> [Selection]:
%%
For example when you want to share a website, you open up the share view and you can click on another app, for example message.

This then opens the message app and it has the link I want to share.

Under the hood, the browser app sent this data, so an intent, to the message app with the data, the URL.

This is a very basic example and of course you can send a lot more than just text.

Intents have tons of features, you will see in just a moment.

But for now, intents are simply used to pass data to other apps.

As you can see, intents are a very typical attack surface for android apps.

A malicious app could send any kind of intent to other apps.

And if the app handles the intent badly, it could lead to all kinds of security issues.

Another important android feature and threat surface to understand here, is the concept of content providers.

Apps can define content providers and it does what the name says.

They try to abstract the way how data is really stored.

So if you have your nodes stored in an SQL database, you could create a content provider to access the nodes instead.

Then no SQL queries are needed, and you can just use a URI like this.

So now that your app stores notes and has a content provider for them, your app could expose this content provider to allow other apps to access those notes.

But of course it's a bad idea to just have the content provider publicly accessible.

It would be much better if another app has to request access, and then the user has to confirm this first.

An external app could ask your app, can I get access to the nodes?

You display a dialogue to the user, and if the user hits OK, you send back an intent with the flag, flag grant read uri permission.

Adding this flag to the intent you sent back to the requesting app, grants the other app to access the content via the notes URL.

So you shared the content provider with another app.

In this case the Snapseed app has read and write permissions to external storage.

And by requesting these permissions, the app will actually get access to the hidden, or rather internal content provider for files on the external storage.

The URL for that looks for example like this.

Snapseed can now use this content provider to access files on the external storage.

And it's important to note that our attacker app does not have these permissions.

Ok, now that we have all the 3 concepts we need, we can now come back to the vulnerability Sergey found.

In the meantime he has written up his malicious attack app, so let's check out his code.

When the malicious app starts, he creates a new intent object, and sets various values.
%%
> [Problems]:
1/ Answer these questions using the passage on Android intents and content providers, giving each answer on its own line.
(a) In the website-sharing example, what did the browser app send to the message app, and what data did it carry?
(b) Which flag is added to the intent sent back once the user hits OK?
(c) What permissions does the Snapseed app have?
2/ Translate this sentence from the passage on Android intents into Spanish: "A malicious app could send any kind of intent to other apps."
3/ Continue the passage on Android intents and content providers, picking up right after its final sentence.

> [Dataset section]:
%%
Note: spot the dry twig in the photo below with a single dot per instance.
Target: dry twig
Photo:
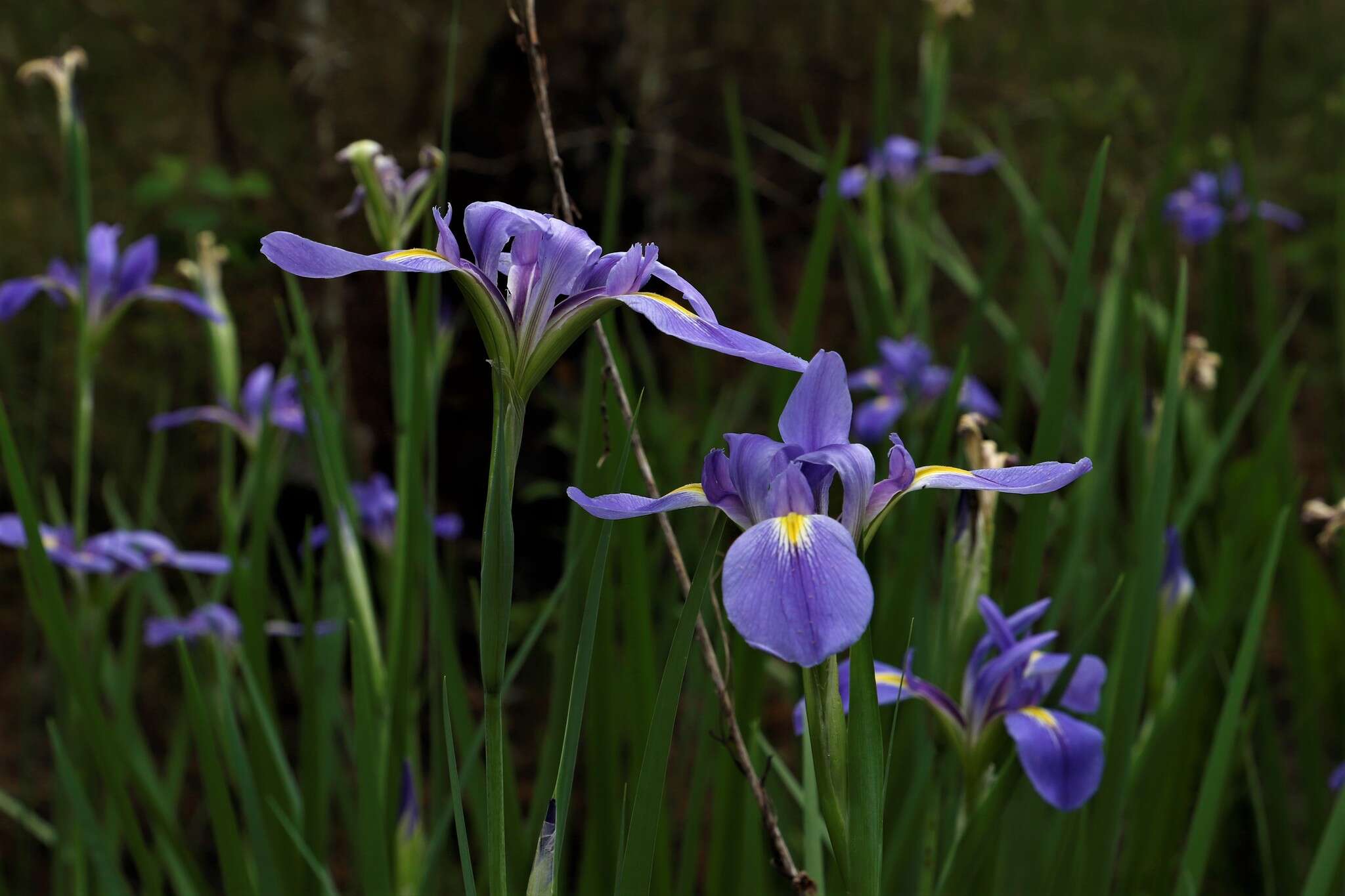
(523, 14)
%%
> [Answers to the exercises]:
1/
(a) An intent, carrying the URL as its data.
(b) The flag grant read uri permission.
(c) Read and write permissions to external storage.

2/ Una aplicación maliciosa podría enviar cualquier tipo de intent a otras aplicaciones.

3/
Important is only the set class name and this put extra.

With set class name you can specify exactly the receiver of the intent.

In this case it's the SnapseedAppBundle as well as the VulnerableActivity class.

When he now starts this activity, he sends this intent, it will launch the main activity from Snapseed with this extra streamdata.

Here the main activity now tries to access this streamdata and cast it to an android.net URI.

But the intent did not contain a URI, It's this wow string.

So this triggers the required class cast exception, which causes this alert dialog to be created.

So now the app has the dialog, there is the ok button to confirm you read the error.

And now we know what this button does from the onclick handler.

It returns a result back to the app with setResult.

It sets the result value to 0, probably to tell the other app that it didn't work.

But additionally it also adds the original intent that was sent to the app from Sergey.

Probably to give the receiving app a bit of context.

We know how android passes data between apps, so of course this result is sent back as an intent to the malicious app.

And now think about how the intent looks like that it sends here.

It's reflecting the intent that Sergey created.

And now the other fields become important.

The intent contains the external content URI, as well as the flag grant read URI permission.

By Snapseed sending such an intent to the malicious app, it tells the android operating system, Snapseed would like to give the attacker app the permissions to access my internal file content provider.

Which means the malicious app has now the permission to use the Snapseed's content provider for external files.

Here in the result handler, so where the attacker app receives the response intent, in there Sergey can now access the media storage.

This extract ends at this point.